**TO DO**
Transcribe verbatim the stretch of the news article on the Human Rights Watch report from "New Delhi: Five" through "experience for survivors.".

Five years after ‘Nirbhaya’ case, Human Rights Watch report says nothing much has changed when it comes to filing FIR or getting medical help.
New Delhi: Five years since the Nirbhaya case left an entire nation shaken, survivors of sexual violence are still grappling with the same debilitating culture of humiliation, hostility and harassment across the country’s police stations and hospitals, Human Rights Watch has said in a report.
The document released in the capital Wednesday says that questions of promiscuity, unwillingness to lodge FIRs, a concerted effort to ensure “compromises”, the humiliating two-finger test and an inadequate healthcare continue to make legal recourse a hellish experience for survivors.
In the aftermath of the December 2012 gang rape and murder of Jyoti Singh, the government and the legal fraternity went into a tizzy. From legal reforms, harsher punishments to gender sensitivity, the nation discussed every possible way to redeem itself.
“Nirbhaya” had ensured that neglected notions of women’s safety and gender justice became part of the country’s ordinary parlance. But not much seems to have changed since, going by the report.

**DATA EXCERPTS**
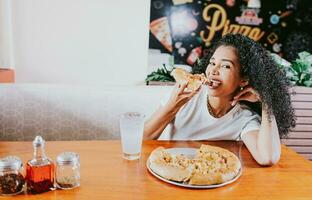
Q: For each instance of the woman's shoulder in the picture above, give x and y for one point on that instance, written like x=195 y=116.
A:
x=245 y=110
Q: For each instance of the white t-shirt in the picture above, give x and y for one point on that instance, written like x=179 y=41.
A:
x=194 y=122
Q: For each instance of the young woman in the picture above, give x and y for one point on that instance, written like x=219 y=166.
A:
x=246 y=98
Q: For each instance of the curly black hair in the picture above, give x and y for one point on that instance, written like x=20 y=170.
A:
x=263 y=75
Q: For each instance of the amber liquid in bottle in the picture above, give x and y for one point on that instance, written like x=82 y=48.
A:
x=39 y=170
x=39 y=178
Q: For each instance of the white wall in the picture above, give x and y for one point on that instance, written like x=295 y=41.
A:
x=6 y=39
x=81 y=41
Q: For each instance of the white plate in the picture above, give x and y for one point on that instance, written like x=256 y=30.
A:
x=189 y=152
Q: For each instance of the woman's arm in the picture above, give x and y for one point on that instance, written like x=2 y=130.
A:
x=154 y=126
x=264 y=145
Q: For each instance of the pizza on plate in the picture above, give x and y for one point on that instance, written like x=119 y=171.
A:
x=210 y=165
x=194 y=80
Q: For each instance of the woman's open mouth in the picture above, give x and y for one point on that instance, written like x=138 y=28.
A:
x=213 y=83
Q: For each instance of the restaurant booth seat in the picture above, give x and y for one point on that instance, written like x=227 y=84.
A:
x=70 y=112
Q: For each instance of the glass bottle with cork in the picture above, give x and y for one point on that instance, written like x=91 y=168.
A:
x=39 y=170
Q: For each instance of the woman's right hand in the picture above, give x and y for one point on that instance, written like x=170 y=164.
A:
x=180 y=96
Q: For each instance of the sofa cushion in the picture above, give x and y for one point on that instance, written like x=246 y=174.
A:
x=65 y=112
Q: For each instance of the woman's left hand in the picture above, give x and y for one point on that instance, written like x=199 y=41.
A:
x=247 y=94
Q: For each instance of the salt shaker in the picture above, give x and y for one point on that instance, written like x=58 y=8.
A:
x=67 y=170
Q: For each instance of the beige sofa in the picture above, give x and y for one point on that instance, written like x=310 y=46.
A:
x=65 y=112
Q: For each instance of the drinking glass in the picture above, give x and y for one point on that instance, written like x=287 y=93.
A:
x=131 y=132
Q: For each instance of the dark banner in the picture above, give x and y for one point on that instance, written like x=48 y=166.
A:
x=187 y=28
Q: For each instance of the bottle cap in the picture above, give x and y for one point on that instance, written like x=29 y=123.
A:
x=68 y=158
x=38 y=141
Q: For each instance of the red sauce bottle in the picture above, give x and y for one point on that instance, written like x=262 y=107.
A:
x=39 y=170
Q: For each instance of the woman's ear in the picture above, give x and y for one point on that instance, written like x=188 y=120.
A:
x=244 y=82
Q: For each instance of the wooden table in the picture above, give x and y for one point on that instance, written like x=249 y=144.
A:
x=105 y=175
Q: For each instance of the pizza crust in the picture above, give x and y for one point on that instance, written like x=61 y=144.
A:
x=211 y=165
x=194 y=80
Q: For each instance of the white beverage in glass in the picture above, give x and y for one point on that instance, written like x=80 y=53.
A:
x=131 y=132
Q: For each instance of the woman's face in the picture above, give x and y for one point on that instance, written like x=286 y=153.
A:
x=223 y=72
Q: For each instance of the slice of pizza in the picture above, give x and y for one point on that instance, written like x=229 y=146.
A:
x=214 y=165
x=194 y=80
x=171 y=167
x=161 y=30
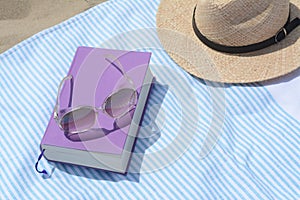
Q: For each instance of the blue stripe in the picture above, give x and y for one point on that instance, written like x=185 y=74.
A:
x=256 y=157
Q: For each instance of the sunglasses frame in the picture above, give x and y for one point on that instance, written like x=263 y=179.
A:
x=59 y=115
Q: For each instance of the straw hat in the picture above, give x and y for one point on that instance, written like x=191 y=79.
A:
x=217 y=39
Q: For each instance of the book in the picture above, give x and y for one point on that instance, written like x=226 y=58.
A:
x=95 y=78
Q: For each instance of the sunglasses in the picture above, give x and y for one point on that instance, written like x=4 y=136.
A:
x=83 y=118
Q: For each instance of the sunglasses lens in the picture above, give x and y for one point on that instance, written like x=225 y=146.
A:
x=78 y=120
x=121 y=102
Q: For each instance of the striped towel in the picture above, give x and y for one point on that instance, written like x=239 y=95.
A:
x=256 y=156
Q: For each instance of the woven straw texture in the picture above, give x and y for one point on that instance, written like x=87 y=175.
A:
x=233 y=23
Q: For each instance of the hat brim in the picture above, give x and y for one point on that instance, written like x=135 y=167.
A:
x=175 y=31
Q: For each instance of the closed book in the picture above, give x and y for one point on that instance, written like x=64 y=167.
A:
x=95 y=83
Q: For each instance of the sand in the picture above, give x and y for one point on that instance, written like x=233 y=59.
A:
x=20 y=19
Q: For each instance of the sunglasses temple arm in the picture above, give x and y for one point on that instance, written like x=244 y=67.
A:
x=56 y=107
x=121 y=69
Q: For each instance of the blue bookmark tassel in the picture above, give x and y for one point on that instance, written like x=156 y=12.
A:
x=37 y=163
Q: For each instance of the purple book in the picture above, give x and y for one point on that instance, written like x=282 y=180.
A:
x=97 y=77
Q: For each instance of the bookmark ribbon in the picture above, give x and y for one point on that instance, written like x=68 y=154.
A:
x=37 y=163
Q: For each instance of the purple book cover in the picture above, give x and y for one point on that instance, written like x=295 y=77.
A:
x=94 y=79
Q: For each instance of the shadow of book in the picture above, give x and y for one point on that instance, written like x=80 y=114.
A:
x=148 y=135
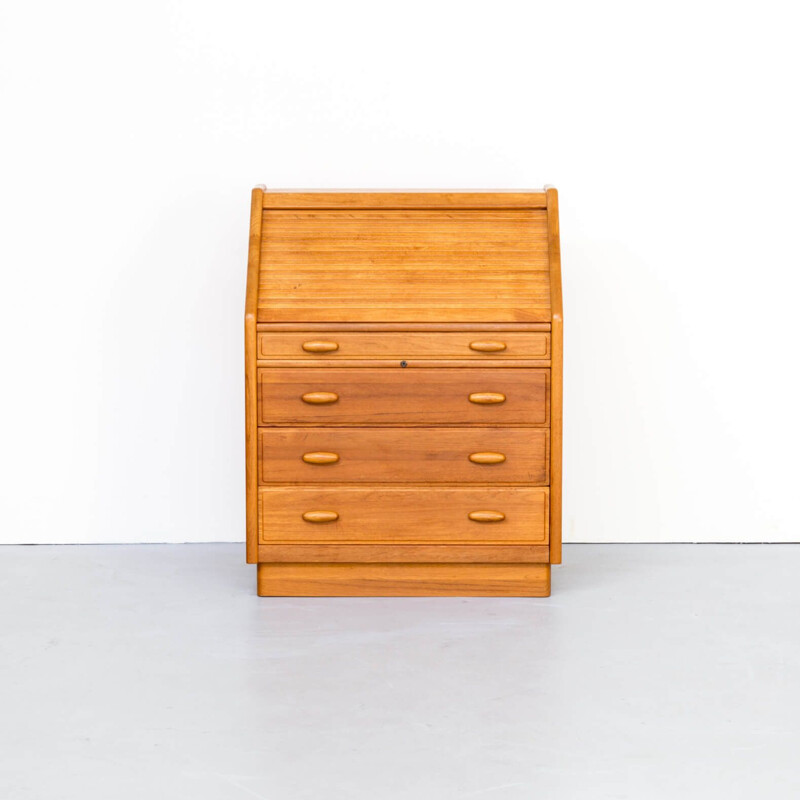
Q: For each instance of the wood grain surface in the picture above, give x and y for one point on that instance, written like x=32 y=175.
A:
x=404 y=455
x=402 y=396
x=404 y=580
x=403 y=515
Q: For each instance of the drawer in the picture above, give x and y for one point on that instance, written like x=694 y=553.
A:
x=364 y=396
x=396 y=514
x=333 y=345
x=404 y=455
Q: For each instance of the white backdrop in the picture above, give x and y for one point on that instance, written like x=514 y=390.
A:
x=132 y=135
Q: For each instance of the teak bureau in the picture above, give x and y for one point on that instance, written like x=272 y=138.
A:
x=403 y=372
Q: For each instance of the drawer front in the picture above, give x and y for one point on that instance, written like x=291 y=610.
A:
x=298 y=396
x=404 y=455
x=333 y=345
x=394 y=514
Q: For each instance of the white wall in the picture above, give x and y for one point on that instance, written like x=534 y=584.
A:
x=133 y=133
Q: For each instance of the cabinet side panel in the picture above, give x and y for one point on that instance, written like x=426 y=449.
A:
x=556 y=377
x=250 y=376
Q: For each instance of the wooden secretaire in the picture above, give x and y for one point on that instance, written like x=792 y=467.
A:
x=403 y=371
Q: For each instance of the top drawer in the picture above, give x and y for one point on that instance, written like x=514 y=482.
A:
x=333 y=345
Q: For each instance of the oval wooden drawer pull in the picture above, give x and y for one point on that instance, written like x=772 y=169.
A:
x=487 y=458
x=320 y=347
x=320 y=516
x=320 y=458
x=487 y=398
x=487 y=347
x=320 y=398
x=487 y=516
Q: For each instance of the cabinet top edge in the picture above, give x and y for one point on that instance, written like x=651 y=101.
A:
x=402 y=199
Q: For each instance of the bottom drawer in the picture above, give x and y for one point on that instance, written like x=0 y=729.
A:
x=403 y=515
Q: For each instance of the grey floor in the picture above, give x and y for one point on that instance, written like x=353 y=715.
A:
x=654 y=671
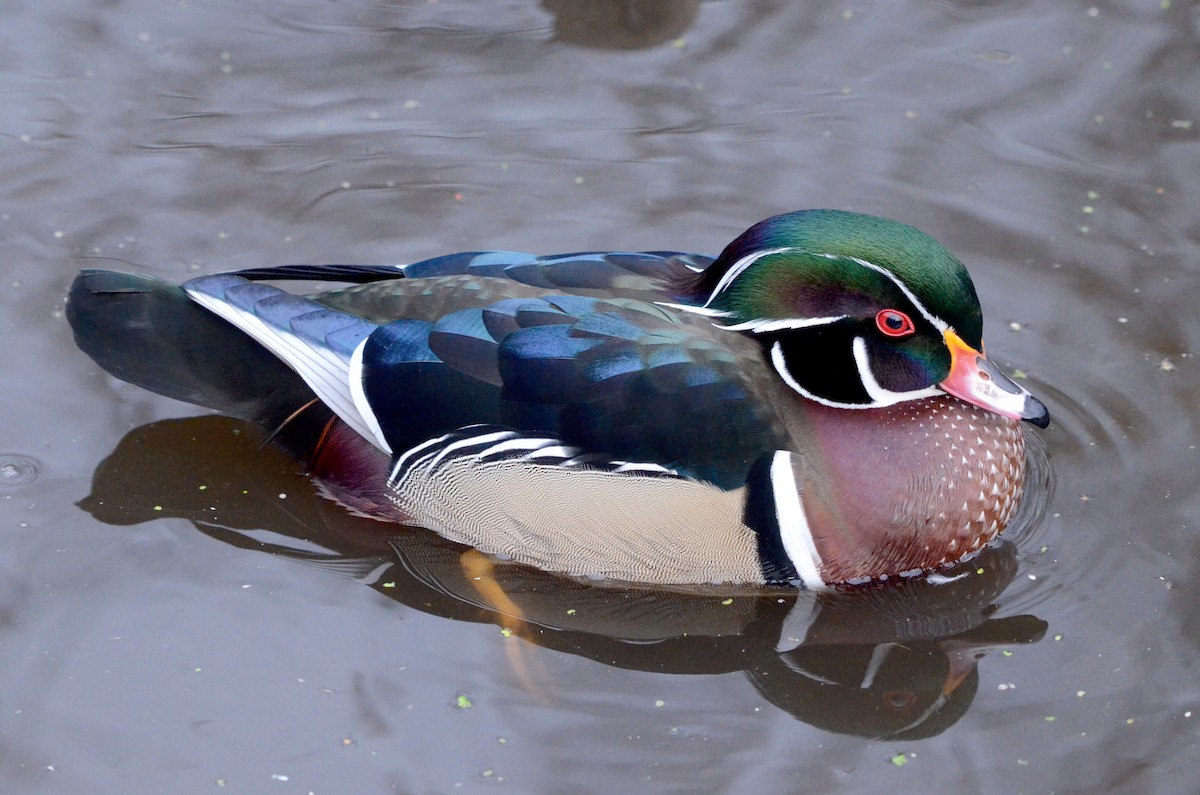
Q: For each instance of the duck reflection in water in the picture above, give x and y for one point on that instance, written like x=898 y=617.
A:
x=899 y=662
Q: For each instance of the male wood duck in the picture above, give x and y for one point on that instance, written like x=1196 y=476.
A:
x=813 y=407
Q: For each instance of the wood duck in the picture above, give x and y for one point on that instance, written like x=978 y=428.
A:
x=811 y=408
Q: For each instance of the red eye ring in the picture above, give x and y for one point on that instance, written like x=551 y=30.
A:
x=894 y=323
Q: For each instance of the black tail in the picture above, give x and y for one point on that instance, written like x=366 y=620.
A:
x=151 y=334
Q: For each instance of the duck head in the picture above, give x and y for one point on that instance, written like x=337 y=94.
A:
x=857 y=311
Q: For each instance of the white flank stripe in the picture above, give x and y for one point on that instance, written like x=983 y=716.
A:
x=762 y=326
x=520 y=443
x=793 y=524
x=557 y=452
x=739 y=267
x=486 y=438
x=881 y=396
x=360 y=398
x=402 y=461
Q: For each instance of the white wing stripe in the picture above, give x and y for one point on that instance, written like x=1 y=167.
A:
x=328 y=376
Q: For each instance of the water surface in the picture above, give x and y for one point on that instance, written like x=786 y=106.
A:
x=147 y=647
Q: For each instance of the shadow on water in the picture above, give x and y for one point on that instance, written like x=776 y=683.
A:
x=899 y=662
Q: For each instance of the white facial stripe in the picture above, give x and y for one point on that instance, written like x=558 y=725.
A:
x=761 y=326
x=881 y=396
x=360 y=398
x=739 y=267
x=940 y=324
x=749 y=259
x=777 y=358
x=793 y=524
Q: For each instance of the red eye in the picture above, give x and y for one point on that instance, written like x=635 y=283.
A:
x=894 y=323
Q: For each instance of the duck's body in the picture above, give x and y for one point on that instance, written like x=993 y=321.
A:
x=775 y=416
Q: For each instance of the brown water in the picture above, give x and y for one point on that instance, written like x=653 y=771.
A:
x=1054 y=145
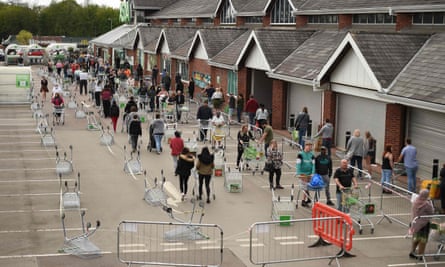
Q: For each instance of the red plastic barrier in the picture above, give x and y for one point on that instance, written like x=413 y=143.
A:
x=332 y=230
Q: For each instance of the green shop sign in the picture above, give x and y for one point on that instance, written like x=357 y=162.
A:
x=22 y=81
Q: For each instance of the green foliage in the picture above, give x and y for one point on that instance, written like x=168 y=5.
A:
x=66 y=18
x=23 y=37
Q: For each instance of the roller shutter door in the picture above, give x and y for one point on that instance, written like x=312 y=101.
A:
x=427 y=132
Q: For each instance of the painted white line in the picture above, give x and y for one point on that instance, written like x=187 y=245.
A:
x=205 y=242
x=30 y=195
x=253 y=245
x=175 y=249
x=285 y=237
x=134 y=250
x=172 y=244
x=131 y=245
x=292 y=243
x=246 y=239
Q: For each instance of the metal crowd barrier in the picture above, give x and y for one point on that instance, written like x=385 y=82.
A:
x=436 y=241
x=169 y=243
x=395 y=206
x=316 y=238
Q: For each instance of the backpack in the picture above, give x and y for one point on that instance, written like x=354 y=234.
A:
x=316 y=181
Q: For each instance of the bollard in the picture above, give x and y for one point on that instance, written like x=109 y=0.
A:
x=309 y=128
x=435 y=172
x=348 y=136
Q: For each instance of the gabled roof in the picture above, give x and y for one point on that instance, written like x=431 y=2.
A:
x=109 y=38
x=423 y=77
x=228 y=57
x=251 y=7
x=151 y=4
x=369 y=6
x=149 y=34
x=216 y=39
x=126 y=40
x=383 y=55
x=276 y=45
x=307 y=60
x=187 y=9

**FINISHED EXERCISE**
New Delhi: Five years since the Nirbhaya case left an entire nation shaken, survivors of sexual violence are still grappling with the same debilitating culture of humiliation, hostility and harassment across the country’s police stations and hospitals, Human Rights Watch has said in a report.
The document released in the capital Wednesday says that questions of promiscuity, unwillingness to lodge FIRs, a concerted effort to ensure “compromises”, the humiliating two-finger test and an inadequate healthcare continue to make legal recourse a hellish experience for survivors.